* Task to carry out *
Extract the records below word for word and ignore the images.
**** Provided material
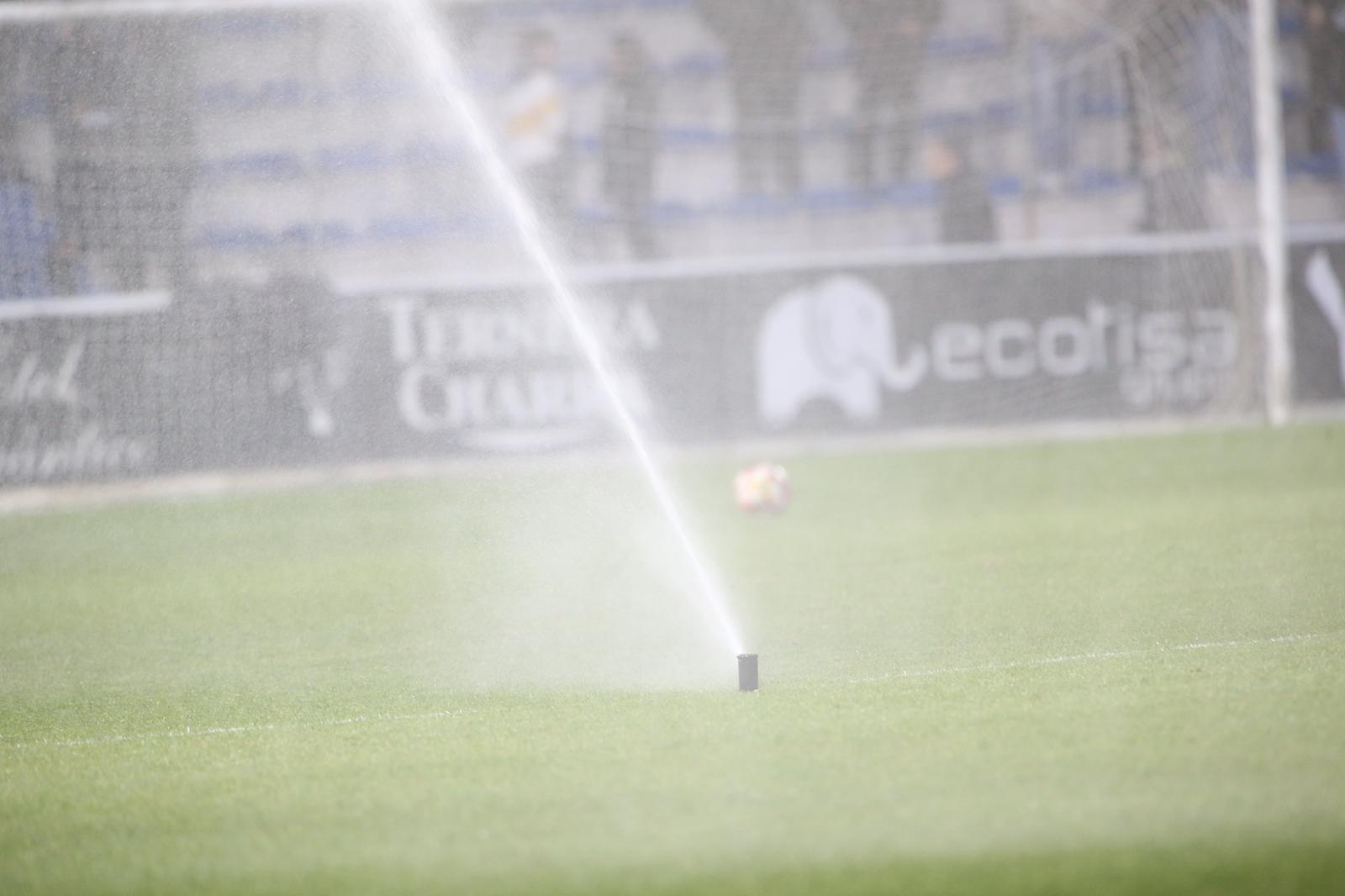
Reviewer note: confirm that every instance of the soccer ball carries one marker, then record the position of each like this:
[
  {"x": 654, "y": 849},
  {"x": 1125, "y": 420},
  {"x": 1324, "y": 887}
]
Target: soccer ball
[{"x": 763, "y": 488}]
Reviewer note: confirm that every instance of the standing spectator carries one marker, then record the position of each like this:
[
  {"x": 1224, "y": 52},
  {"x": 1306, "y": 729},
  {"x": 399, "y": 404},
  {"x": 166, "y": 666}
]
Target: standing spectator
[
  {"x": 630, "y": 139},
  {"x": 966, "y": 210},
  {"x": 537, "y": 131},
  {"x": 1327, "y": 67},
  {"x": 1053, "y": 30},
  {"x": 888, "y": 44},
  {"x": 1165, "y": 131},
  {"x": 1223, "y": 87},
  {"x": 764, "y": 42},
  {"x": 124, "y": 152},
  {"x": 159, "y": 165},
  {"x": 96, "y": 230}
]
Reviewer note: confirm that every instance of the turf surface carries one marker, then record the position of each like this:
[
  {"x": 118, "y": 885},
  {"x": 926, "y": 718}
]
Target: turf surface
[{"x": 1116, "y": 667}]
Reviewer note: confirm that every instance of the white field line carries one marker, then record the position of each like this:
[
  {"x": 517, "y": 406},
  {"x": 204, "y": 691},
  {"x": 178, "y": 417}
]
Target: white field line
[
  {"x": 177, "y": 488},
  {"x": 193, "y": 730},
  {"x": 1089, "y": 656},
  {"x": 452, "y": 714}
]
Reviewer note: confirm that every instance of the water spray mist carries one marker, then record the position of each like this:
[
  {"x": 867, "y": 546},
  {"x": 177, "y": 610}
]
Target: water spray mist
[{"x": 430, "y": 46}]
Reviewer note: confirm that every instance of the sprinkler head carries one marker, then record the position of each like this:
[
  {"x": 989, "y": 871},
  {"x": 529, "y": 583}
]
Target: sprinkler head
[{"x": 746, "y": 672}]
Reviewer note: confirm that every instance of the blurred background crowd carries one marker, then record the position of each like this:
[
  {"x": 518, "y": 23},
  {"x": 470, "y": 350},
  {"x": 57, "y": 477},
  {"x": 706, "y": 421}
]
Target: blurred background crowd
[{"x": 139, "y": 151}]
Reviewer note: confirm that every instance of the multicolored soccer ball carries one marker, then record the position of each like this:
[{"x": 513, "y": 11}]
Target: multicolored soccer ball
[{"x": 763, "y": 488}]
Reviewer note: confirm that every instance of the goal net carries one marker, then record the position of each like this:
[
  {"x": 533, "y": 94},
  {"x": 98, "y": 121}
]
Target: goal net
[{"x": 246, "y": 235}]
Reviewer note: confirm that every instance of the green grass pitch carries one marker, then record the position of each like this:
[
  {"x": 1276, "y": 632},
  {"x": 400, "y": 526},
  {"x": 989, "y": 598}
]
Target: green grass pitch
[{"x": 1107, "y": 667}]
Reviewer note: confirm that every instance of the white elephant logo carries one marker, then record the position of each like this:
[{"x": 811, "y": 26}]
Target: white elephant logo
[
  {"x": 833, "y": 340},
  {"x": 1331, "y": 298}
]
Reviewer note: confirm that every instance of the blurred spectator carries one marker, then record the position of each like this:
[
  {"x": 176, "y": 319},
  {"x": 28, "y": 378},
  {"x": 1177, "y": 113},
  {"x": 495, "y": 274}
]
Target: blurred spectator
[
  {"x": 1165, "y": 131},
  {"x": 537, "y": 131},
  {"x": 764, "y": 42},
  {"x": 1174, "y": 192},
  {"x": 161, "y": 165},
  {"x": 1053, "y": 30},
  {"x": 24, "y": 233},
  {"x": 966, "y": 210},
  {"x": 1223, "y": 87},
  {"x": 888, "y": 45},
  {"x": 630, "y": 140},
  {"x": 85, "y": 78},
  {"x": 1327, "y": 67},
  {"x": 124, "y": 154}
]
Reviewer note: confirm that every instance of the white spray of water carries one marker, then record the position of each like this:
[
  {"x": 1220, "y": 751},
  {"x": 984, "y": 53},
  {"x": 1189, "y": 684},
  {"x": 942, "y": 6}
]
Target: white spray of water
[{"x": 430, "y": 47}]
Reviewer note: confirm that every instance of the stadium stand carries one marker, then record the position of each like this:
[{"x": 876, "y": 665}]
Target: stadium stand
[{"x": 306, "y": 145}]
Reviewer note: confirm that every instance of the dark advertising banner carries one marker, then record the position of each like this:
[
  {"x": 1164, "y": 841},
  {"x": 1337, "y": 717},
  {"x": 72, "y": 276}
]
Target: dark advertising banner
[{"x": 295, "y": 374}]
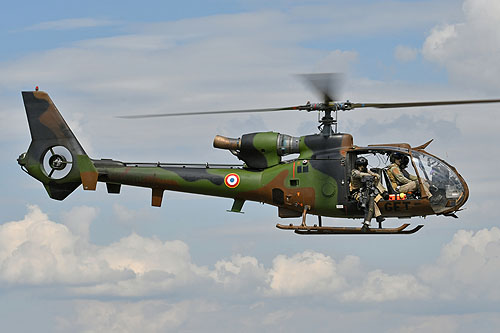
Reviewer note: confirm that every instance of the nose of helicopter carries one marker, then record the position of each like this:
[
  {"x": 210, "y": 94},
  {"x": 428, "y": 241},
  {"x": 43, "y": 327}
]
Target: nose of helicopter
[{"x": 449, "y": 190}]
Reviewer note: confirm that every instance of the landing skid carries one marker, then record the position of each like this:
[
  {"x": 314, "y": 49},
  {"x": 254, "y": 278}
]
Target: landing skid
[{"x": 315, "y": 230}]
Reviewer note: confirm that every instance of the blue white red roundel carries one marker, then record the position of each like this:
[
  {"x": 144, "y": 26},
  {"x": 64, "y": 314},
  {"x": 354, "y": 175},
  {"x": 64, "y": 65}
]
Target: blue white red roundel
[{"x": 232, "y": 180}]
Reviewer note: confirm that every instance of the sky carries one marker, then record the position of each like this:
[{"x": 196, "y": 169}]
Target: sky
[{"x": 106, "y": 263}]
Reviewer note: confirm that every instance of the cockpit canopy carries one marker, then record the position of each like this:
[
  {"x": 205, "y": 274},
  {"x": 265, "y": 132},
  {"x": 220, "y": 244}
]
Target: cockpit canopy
********
* Task result *
Reviewer note: confirm that every instance of the soccer ball carries one marker, then record the position of each like this:
[
  {"x": 654, "y": 849},
  {"x": 1125, "y": 420},
  {"x": 1324, "y": 887}
]
Target: soccer ball
[{"x": 763, "y": 488}]
Reviewer note: confirm that every instance of the standing spectator carries one marker, then record the position of each like this:
[
  {"x": 1224, "y": 52},
  {"x": 1306, "y": 729},
  {"x": 399, "y": 404},
  {"x": 166, "y": 666}
]
Target: standing spectator
[
  {"x": 630, "y": 139},
  {"x": 966, "y": 210},
  {"x": 537, "y": 131},
  {"x": 1327, "y": 67},
  {"x": 1053, "y": 30},
  {"x": 888, "y": 44},
  {"x": 1165, "y": 131},
  {"x": 1223, "y": 87},
  {"x": 764, "y": 42},
  {"x": 124, "y": 152},
  {"x": 159, "y": 165},
  {"x": 96, "y": 230}
]
Reviewer note: confirm that every instance of the turf surface carries one marker, then record the position of each like this:
[
  {"x": 118, "y": 885},
  {"x": 926, "y": 718}
]
Target: turf surface
[{"x": 1116, "y": 667}]
Reviewer note: confirm that every instance of the white field line carries one marker, then record the position of each like this:
[
  {"x": 517, "y": 406},
  {"x": 204, "y": 691},
  {"x": 178, "y": 417}
]
Target: white field line
[
  {"x": 177, "y": 488},
  {"x": 193, "y": 730},
  {"x": 1089, "y": 656},
  {"x": 452, "y": 714}
]
Reviewer note: confirm that every instance of the water spray mist carries one marker, then record the position of each like this:
[
  {"x": 867, "y": 546},
  {"x": 177, "y": 610}
]
Target: water spray mist
[{"x": 430, "y": 46}]
Reviewer note: confirm that every instance of the sprinkler head carries one marker, then record the position of each like this:
[
  {"x": 989, "y": 871},
  {"x": 529, "y": 583}
]
Target: sprinkler head
[{"x": 746, "y": 672}]
Reviewer note: confirm that every instance of the blurred background crowd carries one marker, then record the position of each like this:
[
  {"x": 518, "y": 23},
  {"x": 470, "y": 350},
  {"x": 57, "y": 477},
  {"x": 706, "y": 421}
]
Target: blurred background crowd
[{"x": 139, "y": 151}]
Reviewer note: confirm that every instance of the multicolored soccer ball carries one marker, then record the position of each like this:
[{"x": 513, "y": 11}]
Target: multicolored soccer ball
[{"x": 763, "y": 488}]
Reviewer note: confirm that every instance of the goal net carries one marker, then record the position of each like this:
[
  {"x": 533, "y": 94},
  {"x": 98, "y": 121}
]
Target: goal net
[{"x": 246, "y": 235}]
Reviewer note: confirm that every instance of the green grass pitch carries one marker, then record the position of each like this:
[
  {"x": 1276, "y": 632},
  {"x": 400, "y": 526},
  {"x": 989, "y": 598}
]
Target: green grass pitch
[{"x": 1107, "y": 667}]
Reviewer note: confirm that every instance of the white elephant logo carries one marker, then record the position of each like this:
[{"x": 811, "y": 26}]
Target: white elephant logo
[
  {"x": 833, "y": 340},
  {"x": 1331, "y": 298}
]
Reviewer note: confirm that every instance of the blurred spectator carries one marker, then record the position of each like this:
[
  {"x": 176, "y": 319},
  {"x": 28, "y": 378},
  {"x": 1177, "y": 113},
  {"x": 495, "y": 274}
]
Target: blurred spectator
[
  {"x": 1165, "y": 131},
  {"x": 537, "y": 131},
  {"x": 764, "y": 42},
  {"x": 1174, "y": 192},
  {"x": 161, "y": 165},
  {"x": 1053, "y": 30},
  {"x": 24, "y": 233},
  {"x": 966, "y": 210},
  {"x": 1223, "y": 87},
  {"x": 888, "y": 45},
  {"x": 630, "y": 140},
  {"x": 85, "y": 78},
  {"x": 1327, "y": 67},
  {"x": 124, "y": 154}
]
Reviewer note: confirm that every instance of the white spray of water carries one marker, then record the position of each like this:
[
  {"x": 1220, "y": 751},
  {"x": 984, "y": 53},
  {"x": 1189, "y": 684},
  {"x": 942, "y": 6}
]
Target: white spray of water
[{"x": 430, "y": 47}]
Reviewer note: confirm that every instance of the stadium stand carries one marker, then record the position of each like this:
[{"x": 876, "y": 665}]
Target: stadium stand
[{"x": 306, "y": 145}]
Reviewer note: confirm that every instance of the dark advertising banner carries one marker, then record the position of each like this:
[
  {"x": 1164, "y": 841},
  {"x": 1337, "y": 717},
  {"x": 72, "y": 276}
]
Target: dark advertising banner
[{"x": 295, "y": 374}]
Reviewer note: confirm that every instance of the nose of helicopter carries one marker, then record the position of each like this:
[
  {"x": 210, "y": 94},
  {"x": 428, "y": 241},
  {"x": 43, "y": 327}
]
Target: nose of helicopter
[{"x": 449, "y": 190}]
Reviewer note: confirm that every instance of the landing skid carries one marker, then record the position of each like this:
[
  {"x": 314, "y": 49},
  {"x": 254, "y": 278}
]
Target: landing skid
[{"x": 315, "y": 230}]
Reviewer note: confirm that every instance of the blue white red roundel carries one marker, then record the position of each like this:
[
  {"x": 144, "y": 26},
  {"x": 64, "y": 314},
  {"x": 354, "y": 175},
  {"x": 64, "y": 65}
]
Target: blue white red roundel
[{"x": 232, "y": 180}]
Reviewer note: confirm that every instance of the sky carries one marker, then record the position of each like this:
[{"x": 196, "y": 169}]
Target: sky
[{"x": 106, "y": 263}]
Reviewer note: confirm that every instance of the cockpit canopy carries one marker, then record the position of each like this:
[
  {"x": 205, "y": 274},
  {"x": 265, "y": 132},
  {"x": 220, "y": 244}
]
Target: cockpit canopy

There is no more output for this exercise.